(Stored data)
╭──

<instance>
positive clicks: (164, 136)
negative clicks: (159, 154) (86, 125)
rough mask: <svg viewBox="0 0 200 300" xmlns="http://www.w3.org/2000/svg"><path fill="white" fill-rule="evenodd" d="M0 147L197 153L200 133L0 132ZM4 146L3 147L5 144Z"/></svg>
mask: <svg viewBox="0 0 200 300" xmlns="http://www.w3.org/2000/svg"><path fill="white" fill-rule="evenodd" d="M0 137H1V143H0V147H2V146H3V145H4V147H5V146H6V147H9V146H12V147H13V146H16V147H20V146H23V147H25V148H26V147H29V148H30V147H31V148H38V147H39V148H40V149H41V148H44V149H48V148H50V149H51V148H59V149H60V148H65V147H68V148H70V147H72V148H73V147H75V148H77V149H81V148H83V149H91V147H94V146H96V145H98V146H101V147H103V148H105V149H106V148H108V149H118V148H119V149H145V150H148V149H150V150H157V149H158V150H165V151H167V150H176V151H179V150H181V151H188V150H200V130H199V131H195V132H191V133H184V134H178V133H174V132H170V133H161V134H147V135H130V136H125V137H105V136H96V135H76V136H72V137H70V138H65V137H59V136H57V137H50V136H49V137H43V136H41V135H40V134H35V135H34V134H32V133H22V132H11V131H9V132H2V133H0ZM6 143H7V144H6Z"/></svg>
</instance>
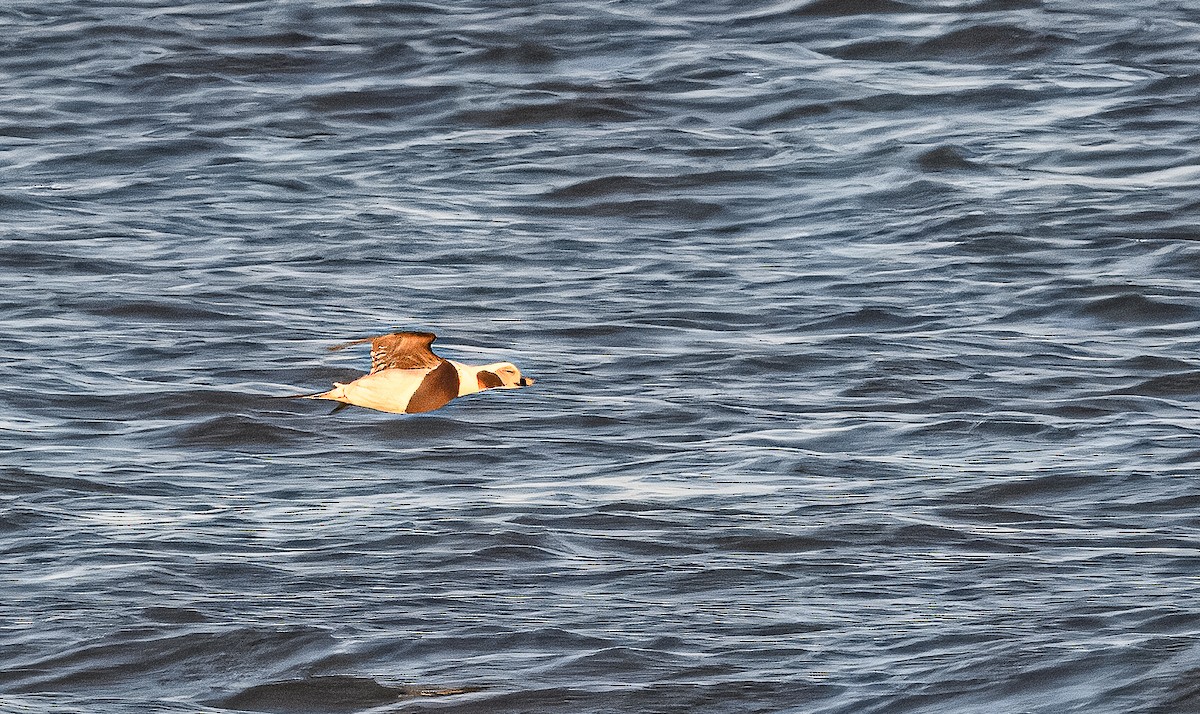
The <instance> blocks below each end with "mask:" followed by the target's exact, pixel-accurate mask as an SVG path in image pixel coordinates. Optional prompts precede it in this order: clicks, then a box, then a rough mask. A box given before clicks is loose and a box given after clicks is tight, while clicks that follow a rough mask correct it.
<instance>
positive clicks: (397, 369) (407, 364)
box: [329, 332, 445, 374]
mask: <svg viewBox="0 0 1200 714" xmlns="http://www.w3.org/2000/svg"><path fill="white" fill-rule="evenodd" d="M437 338H438V337H437V335H434V334H433V332H392V334H391V335H380V336H378V337H367V338H366V340H355V341H353V342H346V343H343V344H335V346H334V347H330V348H329V349H331V350H334V349H344V348H347V347H353V346H355V344H362V343H365V342H370V343H371V373H372V374H374V373H376V372H378V371H379V370H416V368H432V367H437V366H439V365H440V364H442V362H444V361H445V360H443V359H442V358H439V356H438V355H436V354H433V350H432V349H430V344H432V343H433V341H434V340H437Z"/></svg>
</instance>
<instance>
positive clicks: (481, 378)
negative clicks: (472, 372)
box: [475, 370, 504, 389]
mask: <svg viewBox="0 0 1200 714" xmlns="http://www.w3.org/2000/svg"><path fill="white" fill-rule="evenodd" d="M475 378H476V379H479V389H492V388H493V386H504V380H503V379H500V376H499V374H497V373H496V372H488V371H487V370H480V371H479V372H476V373H475Z"/></svg>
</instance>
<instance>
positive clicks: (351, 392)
mask: <svg viewBox="0 0 1200 714" xmlns="http://www.w3.org/2000/svg"><path fill="white" fill-rule="evenodd" d="M434 340H437V335H433V334H432V332H392V334H390V335H380V336H378V337H367V338H365V340H354V341H353V342H346V343H343V344H335V346H334V347H330V348H329V349H330V350H336V349H344V348H347V347H353V346H355V344H364V343H366V342H370V343H371V372H370V373H367V374H364V376H362V377H359V378H358V379H355V380H354V382H350V383H348V384H342V383H338V382H335V383H334V389H331V390H329V391H325V392H320V394H313V395H301V396H304V397H305V398H310V400H332V401H335V402H342V404H343V406H344V404H355V406H358V407H366V408H368V409H378V410H380V412H392V413H395V414H415V413H419V412H432V410H434V409H438V408H440V407H444V406H446V404H448V403H450V401H451V400H452V398H455V397H461V396H463V395H468V394H475V392H476V391H484V390H485V389H517V388H521V386H529V385H530V384H533V379H529V378H528V377H523V376H522V374H521V370H518V368H517V366H516V365H514V364H512V362H492V364H491V365H479V366H475V365H464V364H462V362H456V361H454V360H448V359H444V358H440V356H438V355H436V354H433V350H432V349H430V346H431V344H432V343H433V341H434ZM338 408H342V407H341V406H340V407H338Z"/></svg>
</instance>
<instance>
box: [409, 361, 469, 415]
mask: <svg viewBox="0 0 1200 714" xmlns="http://www.w3.org/2000/svg"><path fill="white" fill-rule="evenodd" d="M456 396H458V370H455V368H454V365H451V364H450V362H445V361H443V362H442V364H440V365H439V366H438V368H437V370H433V371H432V372H430V373H428V374H426V376H425V379H422V380H421V384H420V386H418V388H416V391H414V392H413V396H412V397H410V398H409V400H408V407H406V408H404V412H407V413H408V414H416V413H419V412H432V410H434V409H437V408H439V407H445V406H446V404H448V403H450V400H452V398H455V397H456Z"/></svg>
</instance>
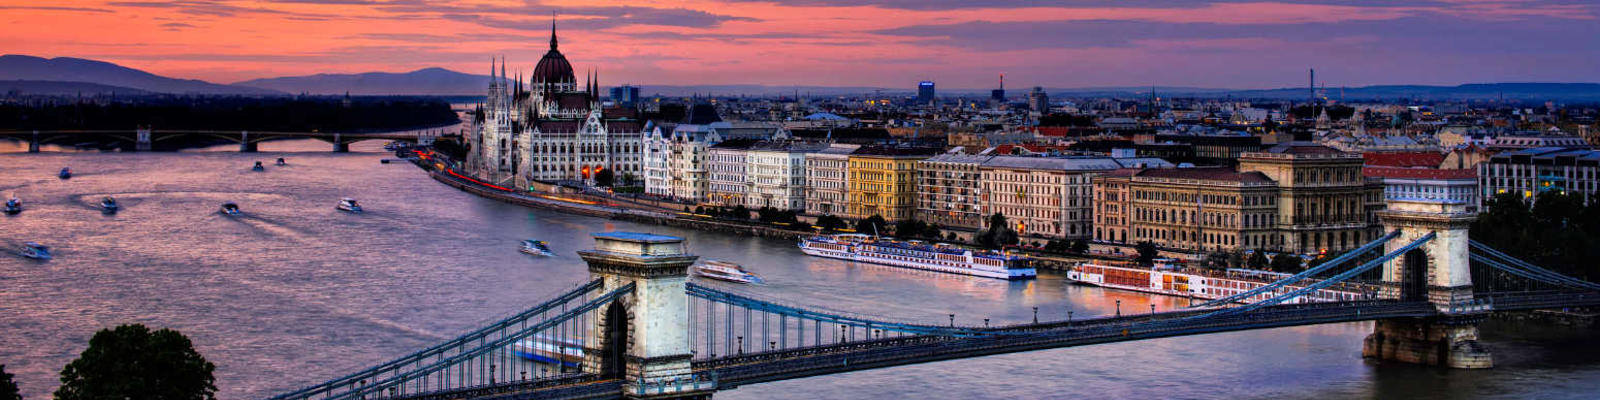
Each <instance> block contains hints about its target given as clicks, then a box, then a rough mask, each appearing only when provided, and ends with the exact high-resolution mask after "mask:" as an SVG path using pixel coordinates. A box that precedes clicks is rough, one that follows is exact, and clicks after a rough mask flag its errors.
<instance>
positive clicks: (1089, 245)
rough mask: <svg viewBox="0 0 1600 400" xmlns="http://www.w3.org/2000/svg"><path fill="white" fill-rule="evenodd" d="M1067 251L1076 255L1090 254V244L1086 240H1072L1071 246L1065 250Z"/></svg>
mask: <svg viewBox="0 0 1600 400" xmlns="http://www.w3.org/2000/svg"><path fill="white" fill-rule="evenodd" d="M1067 251H1072V253H1078V254H1088V253H1090V242H1088V240H1082V238H1078V240H1072V246H1070V248H1067Z"/></svg>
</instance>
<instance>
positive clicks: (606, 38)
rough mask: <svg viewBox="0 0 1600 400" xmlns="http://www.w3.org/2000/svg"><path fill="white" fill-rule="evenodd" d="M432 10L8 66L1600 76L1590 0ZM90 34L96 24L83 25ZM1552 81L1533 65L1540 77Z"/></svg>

╰──

> REQUIREMENT:
Report each line of the stored data above that contains the word "negative", treating case as significant.

> EXERCISE SOLUTION:
negative clicks: (159, 154) (86, 125)
negative clicks: (472, 372)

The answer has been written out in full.